### WORK REQUIRED
In the data below, swap every "marker" for "pin" and write the data out again with everything else unchanged. Omit the pictures.

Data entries
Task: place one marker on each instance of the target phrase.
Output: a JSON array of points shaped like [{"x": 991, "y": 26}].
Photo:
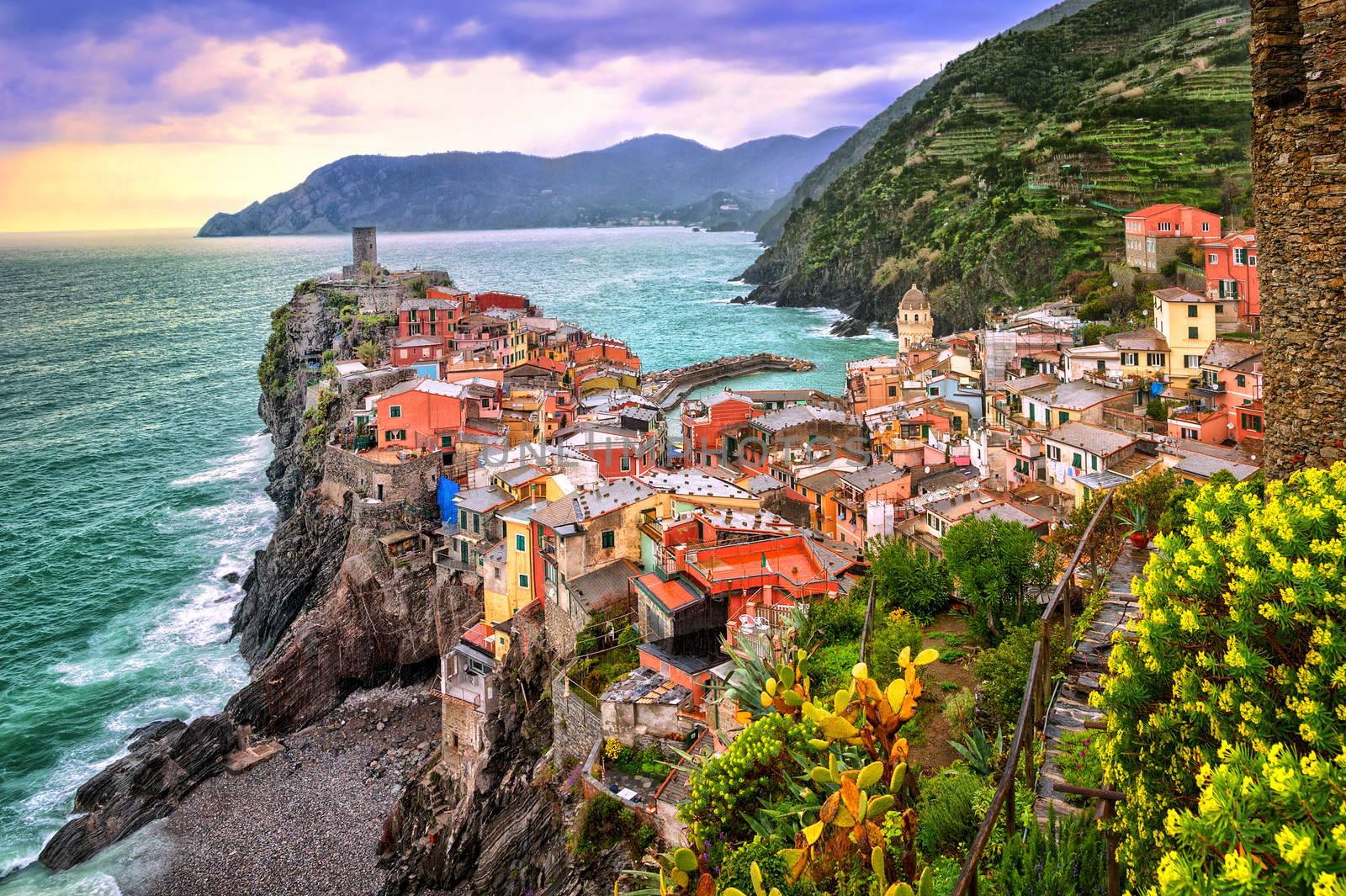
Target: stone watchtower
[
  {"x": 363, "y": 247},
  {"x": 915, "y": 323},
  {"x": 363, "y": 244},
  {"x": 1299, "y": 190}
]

### EXERCISE OUTPUT
Task: place one pin on each instance of the target phrase.
Output: a JSON array of points shaped like [{"x": 991, "y": 26}].
Photo:
Target: stone watchtower
[
  {"x": 363, "y": 247},
  {"x": 915, "y": 323},
  {"x": 363, "y": 244},
  {"x": 1299, "y": 190}
]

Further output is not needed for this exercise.